(Task details)
Beginning with the first entry, print all the records exactly.

Records from a data source:
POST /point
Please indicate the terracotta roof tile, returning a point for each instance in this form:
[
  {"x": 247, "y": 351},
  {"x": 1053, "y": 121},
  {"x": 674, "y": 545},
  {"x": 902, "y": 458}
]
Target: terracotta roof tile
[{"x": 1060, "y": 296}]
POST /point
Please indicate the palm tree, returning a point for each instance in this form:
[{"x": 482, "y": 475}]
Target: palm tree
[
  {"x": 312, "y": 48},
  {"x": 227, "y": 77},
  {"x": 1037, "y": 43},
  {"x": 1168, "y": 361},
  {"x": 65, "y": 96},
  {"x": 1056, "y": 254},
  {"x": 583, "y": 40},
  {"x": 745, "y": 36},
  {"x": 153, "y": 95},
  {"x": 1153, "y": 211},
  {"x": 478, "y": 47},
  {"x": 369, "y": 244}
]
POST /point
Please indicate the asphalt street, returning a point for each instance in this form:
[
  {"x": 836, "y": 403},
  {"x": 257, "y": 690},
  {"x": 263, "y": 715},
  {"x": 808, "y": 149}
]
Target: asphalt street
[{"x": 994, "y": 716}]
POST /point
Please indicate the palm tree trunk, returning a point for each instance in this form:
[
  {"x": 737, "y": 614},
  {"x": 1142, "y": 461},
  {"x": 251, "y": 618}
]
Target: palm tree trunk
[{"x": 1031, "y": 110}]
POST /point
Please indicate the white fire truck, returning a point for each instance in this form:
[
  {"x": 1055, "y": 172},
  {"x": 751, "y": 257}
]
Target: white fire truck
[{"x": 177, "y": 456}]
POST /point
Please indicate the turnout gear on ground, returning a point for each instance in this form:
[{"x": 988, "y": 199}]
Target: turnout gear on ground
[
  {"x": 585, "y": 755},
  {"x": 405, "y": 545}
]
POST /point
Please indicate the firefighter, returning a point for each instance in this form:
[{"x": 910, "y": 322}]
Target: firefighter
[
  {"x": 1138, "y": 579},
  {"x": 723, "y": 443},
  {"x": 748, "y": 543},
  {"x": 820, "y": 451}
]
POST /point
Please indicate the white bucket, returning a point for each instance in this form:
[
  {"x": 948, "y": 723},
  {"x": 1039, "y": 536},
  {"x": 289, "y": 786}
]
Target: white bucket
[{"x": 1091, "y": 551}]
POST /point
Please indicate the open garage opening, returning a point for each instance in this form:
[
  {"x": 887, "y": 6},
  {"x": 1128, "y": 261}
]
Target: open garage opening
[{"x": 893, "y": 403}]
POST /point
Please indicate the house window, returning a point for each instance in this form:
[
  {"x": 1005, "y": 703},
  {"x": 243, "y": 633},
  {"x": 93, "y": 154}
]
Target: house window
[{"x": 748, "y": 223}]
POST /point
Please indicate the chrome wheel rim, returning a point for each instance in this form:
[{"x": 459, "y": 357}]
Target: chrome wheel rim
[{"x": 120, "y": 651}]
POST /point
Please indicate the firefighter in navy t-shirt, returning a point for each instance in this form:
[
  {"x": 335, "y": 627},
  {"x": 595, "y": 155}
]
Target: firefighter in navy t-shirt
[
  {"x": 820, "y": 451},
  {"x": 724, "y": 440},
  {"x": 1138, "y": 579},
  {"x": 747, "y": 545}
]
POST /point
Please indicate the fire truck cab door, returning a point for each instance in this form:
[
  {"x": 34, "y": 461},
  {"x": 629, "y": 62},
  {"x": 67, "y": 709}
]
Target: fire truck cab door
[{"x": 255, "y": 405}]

(Problem solution)
POST /point
Please indicate the terracotta roof tile, returning a point for each instance in this form:
[
  {"x": 247, "y": 351},
  {"x": 1053, "y": 121},
  {"x": 674, "y": 545},
  {"x": 902, "y": 458}
]
Target: terracotta roof tile
[{"x": 1060, "y": 296}]
POST /point
Please indicate the palm tree, returning a point for each instance in this form:
[{"x": 482, "y": 475}]
Target: palm tree
[
  {"x": 312, "y": 48},
  {"x": 227, "y": 77},
  {"x": 1037, "y": 43},
  {"x": 1168, "y": 361},
  {"x": 65, "y": 96},
  {"x": 1056, "y": 254},
  {"x": 583, "y": 40},
  {"x": 745, "y": 36},
  {"x": 153, "y": 95},
  {"x": 1153, "y": 211},
  {"x": 478, "y": 47},
  {"x": 369, "y": 244}
]
POST /point
Please indicate the asphalt street, returning a point for each instance in this form:
[
  {"x": 836, "y": 403},
  {"x": 257, "y": 690},
  {"x": 263, "y": 715},
  {"x": 808, "y": 149}
]
Target: asphalt street
[{"x": 994, "y": 716}]
POST /point
Please indicate the palm tree trunk, returning a point for each instance in this form:
[
  {"x": 737, "y": 614},
  {"x": 1142, "y": 461},
  {"x": 251, "y": 618}
]
Target: palm tree trunk
[{"x": 1031, "y": 110}]
POST /point
Please indicate the white fire truck, returning a point for each instance in this form:
[
  {"x": 1055, "y": 172},
  {"x": 751, "y": 257}
]
Target: white fire truck
[{"x": 177, "y": 456}]
POST /point
Please indicate the turnout gear on ground, returning a point for each instance in this form:
[{"x": 988, "y": 199}]
Target: turnout gear on ground
[
  {"x": 585, "y": 755},
  {"x": 405, "y": 545}
]
POST /point
Please indicate the firefighter, returning a point for each instance in this form:
[{"x": 910, "y": 322}]
Target: firefighter
[
  {"x": 1138, "y": 579},
  {"x": 723, "y": 443},
  {"x": 748, "y": 543},
  {"x": 820, "y": 451}
]
POST /point
Please indicate the white bucket, returning a point for each instance in this form:
[
  {"x": 948, "y": 723},
  {"x": 1039, "y": 536},
  {"x": 289, "y": 786}
]
Target: white bucket
[{"x": 1091, "y": 551}]
POST /point
Please indicate the open garage opening, returning a point for each instance in this form:
[
  {"x": 887, "y": 6},
  {"x": 1128, "y": 261}
]
Target: open garage opening
[{"x": 893, "y": 403}]
POST /point
Please indicate the house window, returning a point for each instance in this form:
[
  {"x": 1005, "y": 703},
  {"x": 243, "y": 633},
  {"x": 93, "y": 154}
]
Target: house window
[{"x": 748, "y": 223}]
POST /point
Please indicate the chrome wheel rim, returning a point for each instance in this form:
[{"x": 459, "y": 357}]
Target: chrome wheel rim
[{"x": 120, "y": 651}]
POST /point
Please indicate the firefighter in navy t-shirt, returning a point for each instance in this form:
[
  {"x": 335, "y": 627},
  {"x": 595, "y": 155}
]
Target: firefighter in navy t-shirt
[
  {"x": 820, "y": 451},
  {"x": 724, "y": 440},
  {"x": 1138, "y": 579},
  {"x": 747, "y": 545}
]
POST /point
Please indicate the fire truck cab door, returning a point for each instance in this form:
[
  {"x": 34, "y": 461},
  {"x": 629, "y": 62},
  {"x": 67, "y": 709}
]
Target: fire truck cab door
[{"x": 255, "y": 405}]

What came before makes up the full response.